====== DOCUMENT PASSAGE ======

Rethinking drug policy in Asia and the Pacific
Synthetic drugs seem to be everywhere in the Asia Pacific these days. A typical week has reports of yet another 5 or 10 million ‘‘yaba” methamphetamine tablets seized, another ton of crystal meth—the story is never-ending and region-wide. The most recent UN Transnational Organized Crime Threat Assessment has also found that the methamphetamine market of East and Southeast Asia and neighboring Australia and New Zealand are interconnected and now estimated to be worth up to US$61.4 billion annually, a remarkable four-fold increase in six years. At the same time, the heroin market has declined significantly over the same period, reflecting a dramatic and unprecedented shift away from what was once the dominant drug.
We know criminals are making a lot of money as the drug market evolves and goes synthetic, but we need to ask a fundamental question: What is the impact of this change on the people, communities and public health of the region?
There is an incorrect and often persistent perception that taking a drug directly leads to addiction. And many simply wonder why users can’t just stop. The reality is that frequent drug use can affect the brain, resulting in compulsive drug use behavior. Stopping requires a high level of motivation, and a change in behavior may not be possible without adequate psychosocial support and medical assistance. And an underappreciated fact is that relapse is common in people who try to quit; addiction is similar to other diseases in that respect.

======

WHAT THIS TASK INVOLVES:
According to the drug policy passage, what is the estimated annual worth of the interconnected methamphetamine market of East and Southeast Asia, Australia and New Zealand? The records after the drug policy passage are separate material with no connection to it.

====== ENTRIES SHOWN ======

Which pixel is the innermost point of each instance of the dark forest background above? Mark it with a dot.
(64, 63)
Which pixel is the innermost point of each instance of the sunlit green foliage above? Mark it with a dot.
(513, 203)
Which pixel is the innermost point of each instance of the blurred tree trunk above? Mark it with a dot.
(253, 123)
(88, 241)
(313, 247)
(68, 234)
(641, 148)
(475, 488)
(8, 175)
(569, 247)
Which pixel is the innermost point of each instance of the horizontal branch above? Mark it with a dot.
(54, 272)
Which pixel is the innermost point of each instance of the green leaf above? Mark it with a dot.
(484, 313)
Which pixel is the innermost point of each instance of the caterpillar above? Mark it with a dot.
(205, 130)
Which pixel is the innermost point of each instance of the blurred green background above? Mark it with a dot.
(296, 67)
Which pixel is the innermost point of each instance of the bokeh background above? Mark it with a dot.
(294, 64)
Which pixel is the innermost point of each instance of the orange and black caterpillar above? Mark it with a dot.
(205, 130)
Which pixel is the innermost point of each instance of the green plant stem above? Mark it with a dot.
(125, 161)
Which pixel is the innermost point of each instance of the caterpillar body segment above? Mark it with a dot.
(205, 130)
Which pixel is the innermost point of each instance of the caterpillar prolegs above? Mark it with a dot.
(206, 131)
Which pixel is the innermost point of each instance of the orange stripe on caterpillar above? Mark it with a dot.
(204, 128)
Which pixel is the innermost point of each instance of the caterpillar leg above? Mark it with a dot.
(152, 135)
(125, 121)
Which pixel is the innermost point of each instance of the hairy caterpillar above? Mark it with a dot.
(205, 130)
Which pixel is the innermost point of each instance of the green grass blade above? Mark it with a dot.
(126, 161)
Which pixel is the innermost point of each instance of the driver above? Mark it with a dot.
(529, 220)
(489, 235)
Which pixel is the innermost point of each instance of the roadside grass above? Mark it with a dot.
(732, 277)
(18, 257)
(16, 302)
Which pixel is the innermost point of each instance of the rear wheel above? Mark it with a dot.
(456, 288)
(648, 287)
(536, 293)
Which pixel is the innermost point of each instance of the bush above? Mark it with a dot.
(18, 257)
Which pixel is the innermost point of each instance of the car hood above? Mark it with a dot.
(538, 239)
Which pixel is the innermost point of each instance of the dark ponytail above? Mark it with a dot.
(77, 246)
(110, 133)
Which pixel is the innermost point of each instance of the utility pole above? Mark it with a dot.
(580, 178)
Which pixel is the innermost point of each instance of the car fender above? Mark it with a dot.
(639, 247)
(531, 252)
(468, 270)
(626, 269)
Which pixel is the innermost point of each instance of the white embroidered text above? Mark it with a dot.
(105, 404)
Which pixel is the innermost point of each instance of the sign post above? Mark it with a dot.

======

ANSWER:
Up to US$61.4 billion annually.